#### OPDRACHT
Geef de tekst met de begrippen "bed en breakfast" en "bestaand" hieronder volledig en woord voor woord terug.

#### PAGINATEKST
========================================================================
1.11 bed en breakfast

een kleinschalige overnachtingsaccommodatie gericht op het bieden van de mogelijkheid tot een toeristisch en veelal kortdurend verblijf met het serveren van ontbijt, welke ondergeschikt is aan de hoofdbestemming;

1.12 bestaand
  • a. ten aanzien van bouwwerken, een bouwwerk dat:
    • 1. ten tijde van de terinzagelegging van het ontwerpbestemmingsplan bestaat of in uitvoering is;
    • 2. na het in lid 1 genoemde tijdstip is of mag worden gebouwd krachtens een omgevingsvergunning, waarvoor de aanvraag voor dat tijdstip is ingediend.
========================================================================
[Gegevensoverzicht]

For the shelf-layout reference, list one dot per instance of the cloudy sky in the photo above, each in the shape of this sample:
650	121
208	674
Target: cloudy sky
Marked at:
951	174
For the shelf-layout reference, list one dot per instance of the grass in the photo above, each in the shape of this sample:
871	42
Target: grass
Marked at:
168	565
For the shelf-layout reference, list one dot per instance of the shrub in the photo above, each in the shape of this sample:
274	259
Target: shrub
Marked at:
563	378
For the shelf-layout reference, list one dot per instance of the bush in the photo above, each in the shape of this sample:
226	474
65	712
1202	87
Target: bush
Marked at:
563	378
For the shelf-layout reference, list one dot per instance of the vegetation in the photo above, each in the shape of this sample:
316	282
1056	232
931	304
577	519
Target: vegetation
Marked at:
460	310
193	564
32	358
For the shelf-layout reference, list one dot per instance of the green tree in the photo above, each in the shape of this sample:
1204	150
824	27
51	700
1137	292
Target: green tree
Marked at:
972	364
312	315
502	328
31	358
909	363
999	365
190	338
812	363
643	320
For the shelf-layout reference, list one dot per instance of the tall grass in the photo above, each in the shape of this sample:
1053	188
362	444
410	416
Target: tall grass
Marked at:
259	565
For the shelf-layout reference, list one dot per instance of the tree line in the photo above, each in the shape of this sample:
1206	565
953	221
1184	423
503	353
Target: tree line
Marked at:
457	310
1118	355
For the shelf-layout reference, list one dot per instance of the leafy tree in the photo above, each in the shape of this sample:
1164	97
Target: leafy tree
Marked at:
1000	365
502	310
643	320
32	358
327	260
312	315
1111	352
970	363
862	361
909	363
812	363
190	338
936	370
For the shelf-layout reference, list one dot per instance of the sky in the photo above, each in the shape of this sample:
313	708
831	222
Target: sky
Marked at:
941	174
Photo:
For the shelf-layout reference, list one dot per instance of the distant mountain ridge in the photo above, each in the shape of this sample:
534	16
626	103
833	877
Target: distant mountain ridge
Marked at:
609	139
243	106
========================================================================
#### HET ANTWOORD
1.11 bed en breakfast

een kleinschalige overnachtingsaccommodatie gericht op het bieden van de mogelijkheid tot een toeristisch en veelal kortdurend verblijf met het serveren van ontbijt, welke ondergeschikt is aan de hoofdbestemming;

1.12 bestaand
  • a. ten aanzien van bouwwerken, een bouwwerk dat:
    • 1. ten tijde van de terinzagelegging van het ontwerpbestemmingsplan bestaat of in uitvoering is;
    • 2. na het in lid 1 genoemde tijdstip is of mag worden gebouwd krachtens een omgevingsvergunning, waarvoor de aanvraag voor dat tijdstip is ingediend.